EXERCISES:
**A.** In the report on the Civic Arena work session, what is the main reason given for making improvements to the arena? Answer in one to three sentences.
**B.** Reproduce the part of the report on the Civic Arena work session that runs from "Total costs for" down to "as sidewalk failures.".
**C.** Take the report on the Civic Arena work session further, starting right after its last sentence.

[Opening QUOTED PASSAGE section]

A work session at the Civic Arena addressed two large projects, funding improvements for the Civic Arena and what to do with local aquatic parks.

Improvements to the Civic Arena were laid out in four tiers. The key driver behind Civic Arena improvements is to have the arena ready for the NCAA Women’s Division II basketball tournament in 2023 and 2024. Tier one includes improvements like a new score board, new indoor aesthetics and floor replacement. The total cost for the first tier is $1 million.

Total costs for the proposed Civic Arena improvements would be around $24 million. Council member Brenda Blessings said tier one does not include enough. Her proposal of including tier two and bathroom improvements for the tournament deadline would raise the cost from $1 million to $4.8 million.

“Some of those have large numbers, we’re not by any means putting this in front of you saying we want all this approval, we just want to show you what we are looking at,” said Bryan Carter, St. Joseph’s interim city manager.

Council member Brian Meyers shared concerns about the foundation of the Civic Arena and asked for a yearly gross revenue report before making decisions. Some improvements include cracking in walls due to heavy cement as well as sidewalk failures.

[Closing QUOTED PASSAGE section]
[Opening DATA section]

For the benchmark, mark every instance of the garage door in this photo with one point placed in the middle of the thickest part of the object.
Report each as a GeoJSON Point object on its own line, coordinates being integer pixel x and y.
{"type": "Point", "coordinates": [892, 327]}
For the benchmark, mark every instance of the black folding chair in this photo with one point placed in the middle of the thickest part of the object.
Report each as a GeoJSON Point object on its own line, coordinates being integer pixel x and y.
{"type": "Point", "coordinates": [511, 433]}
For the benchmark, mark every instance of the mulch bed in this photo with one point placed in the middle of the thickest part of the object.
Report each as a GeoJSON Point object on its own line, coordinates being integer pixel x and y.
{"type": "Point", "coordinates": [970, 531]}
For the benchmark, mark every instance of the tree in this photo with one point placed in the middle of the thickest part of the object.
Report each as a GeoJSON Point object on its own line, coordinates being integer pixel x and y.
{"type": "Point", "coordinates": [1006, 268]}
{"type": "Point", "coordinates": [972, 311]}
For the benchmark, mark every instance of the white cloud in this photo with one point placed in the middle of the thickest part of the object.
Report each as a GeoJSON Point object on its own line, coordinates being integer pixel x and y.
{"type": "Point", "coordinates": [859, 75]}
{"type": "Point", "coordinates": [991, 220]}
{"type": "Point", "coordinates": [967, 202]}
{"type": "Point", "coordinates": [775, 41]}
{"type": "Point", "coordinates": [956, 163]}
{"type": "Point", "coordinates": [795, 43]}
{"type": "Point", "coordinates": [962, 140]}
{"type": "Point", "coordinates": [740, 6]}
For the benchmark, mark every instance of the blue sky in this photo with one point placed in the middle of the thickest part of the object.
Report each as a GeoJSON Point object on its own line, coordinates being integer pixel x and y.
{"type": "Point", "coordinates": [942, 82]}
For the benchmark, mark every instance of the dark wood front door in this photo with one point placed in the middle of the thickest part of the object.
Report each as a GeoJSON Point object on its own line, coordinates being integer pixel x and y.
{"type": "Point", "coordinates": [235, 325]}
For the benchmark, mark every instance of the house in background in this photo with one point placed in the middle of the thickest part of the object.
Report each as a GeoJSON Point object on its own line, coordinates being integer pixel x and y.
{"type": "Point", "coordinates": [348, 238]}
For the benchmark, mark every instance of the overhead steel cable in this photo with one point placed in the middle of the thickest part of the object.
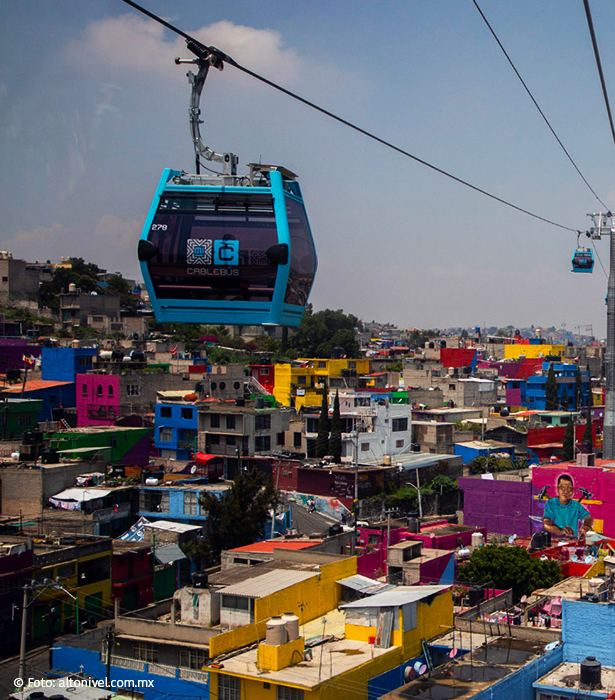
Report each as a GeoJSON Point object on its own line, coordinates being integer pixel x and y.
{"type": "Point", "coordinates": [590, 24]}
{"type": "Point", "coordinates": [218, 56]}
{"type": "Point", "coordinates": [542, 114]}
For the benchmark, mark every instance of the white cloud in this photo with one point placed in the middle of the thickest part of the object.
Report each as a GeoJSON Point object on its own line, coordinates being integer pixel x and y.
{"type": "Point", "coordinates": [132, 42]}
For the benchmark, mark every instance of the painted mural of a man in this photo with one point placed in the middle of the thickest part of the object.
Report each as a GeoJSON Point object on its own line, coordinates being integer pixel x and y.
{"type": "Point", "coordinates": [563, 513]}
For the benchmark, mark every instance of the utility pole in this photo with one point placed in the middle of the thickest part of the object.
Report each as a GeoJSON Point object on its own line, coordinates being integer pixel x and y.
{"type": "Point", "coordinates": [24, 632]}
{"type": "Point", "coordinates": [603, 226]}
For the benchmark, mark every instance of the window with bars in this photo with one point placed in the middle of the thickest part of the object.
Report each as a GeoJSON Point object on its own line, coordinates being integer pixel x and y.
{"type": "Point", "coordinates": [229, 688]}
{"type": "Point", "coordinates": [286, 693]}
{"type": "Point", "coordinates": [193, 658]}
{"type": "Point", "coordinates": [165, 434]}
{"type": "Point", "coordinates": [263, 423]}
{"type": "Point", "coordinates": [144, 651]}
{"type": "Point", "coordinates": [400, 424]}
{"type": "Point", "coordinates": [190, 503]}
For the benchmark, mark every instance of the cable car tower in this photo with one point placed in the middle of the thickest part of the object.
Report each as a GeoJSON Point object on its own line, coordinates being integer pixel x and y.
{"type": "Point", "coordinates": [603, 226]}
{"type": "Point", "coordinates": [219, 248]}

[Closing DATA section]

ANSWERS BY ITEM:
**A.** The main goal is to have the Civic Arena ready for the NCAA Women's Division II basketball tournament in 2023 and 2024.

**B.**
Total costs for the proposed Civic Arena improvements would be around $24 million. Council member Brenda Blessings said tier one does not include enough. Her proposal of including tier two and bathroom improvements for the tournament deadline would raise the cost from $1 million to $4.8 million.

“Some of those have large numbers, we’re not by any means putting this in front of you saying we want all this approval, we just want to show you what we are looking at,” said Bryan Carter, St. Joseph’s interim city manager.

Council member Brian Meyers shared concerns about the foundation of the Civic Arena and asked for a yearly gross revenue report before making decisions. Some improvements include cracking in walls due to heavy cement as well as sidewalk failures.

**C.**
Discussions then shifted to the aquatic centers in St. Joseph. Lap pools at St. Joseph Aquatic Park and Northside Complex are up to 20 years past its expected useful life.

Carter said key reasons for pool improvements are because they are outdated and getting shut down. The proposal for local pools includes four options. The first option, which would cost roughly $6 million, would replace Aquatic Park or Krug Pool but not improve any amenities. Another option would require over $15 million to redesign and improve the existing Aquatic Park.

The second option has additional costs because it was discovered there is a floodplain or floodway near the area. New construction cannot be done in the area without engineered hydrological analysis. Analysis deemed a new site would be needed for new construction.

Russell Moore said he is not sure why it would flood if it never has. He says if that is a true concern, then they would save more by filling in the lap pool and giving attention elsewhere.

Council member Kent O’Dell said they should look at replacing the lap pool near Krug park with a smaller option.

Council members took a tour of the Civic Arena to view items in need of improvement. Members shared concerns about long term revenue for these projects. Nothing was officially voted on at the work session. How these improvements will be funded has not been decided on.